À RÉALISER. Présentez sous forme de liste concise le paragraphe de l'extrait ci-dessous qui commence par « Sachant cette pratique », sans en omettre les faits essentiels.

On sait que sous toutes les latitudes, un producteur se réserve toujours un droit de regard sur un film qu'il a financé avant sa mise sur le marché. Il peut, cela dépendant des rapports de force avec le réalisateur, imposer un nouveau montage pour engranger de meilleurs dividendes au box-office ou tout simplement parce qu'il n'adhère pas à certains propos du film.
Censure et dérive autoritariste
Sachant cette pratique, le ministère des moudjahidine serait alors dans son droit sauf qu'il n'est pas le producteur exclusif du film. Il n'est que coproducteur à parts égales avec Derraïs et le ministère de la Culture, sachant par ailleurs que ce dernier depuis le départ de Mihoubi ne participe plus au blocage du film. Sauf qu'également, de par les dispositions d'une loi scélérate, le ministère des Moudjahidine a le statut de censeur en chef sur tout film portant sur la lutte de Libération nationale.

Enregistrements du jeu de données
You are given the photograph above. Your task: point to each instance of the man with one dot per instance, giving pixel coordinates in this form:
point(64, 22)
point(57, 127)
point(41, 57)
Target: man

RÉPONSE À LA CONSIGNE.
- Au regard de cette pratique, le ministère des Moudjahidine serait dans son droit, mais il n'est pas le producteur exclusif du film.
- Il n'en est que coproducteur à parts égales avec Derraïs et le ministère de la Culture.
- Depuis le départ de Mihoubi, le ministère de la Culture ne participe plus au blocage du film.
- En vertu d'une loi qualifiée de scélérate, le ministère des Moudjahidine a le statut de censeur en chef sur tout film portant sur la lutte de Libération nationale.